## THE TASK
Type out the entries again, matching each one exactly.

## GIVEN ENTRIES
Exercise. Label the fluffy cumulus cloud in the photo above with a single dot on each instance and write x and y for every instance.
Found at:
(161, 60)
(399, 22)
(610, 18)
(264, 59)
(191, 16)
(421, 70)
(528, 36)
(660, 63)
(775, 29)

## TASK SOLUTION
Exercise. Label the fluffy cumulus cloud in the photo above with a single dot on each instance and write x and y for every instance.
Found at:
(161, 60)
(399, 22)
(610, 18)
(264, 59)
(191, 16)
(421, 70)
(528, 36)
(660, 63)
(775, 29)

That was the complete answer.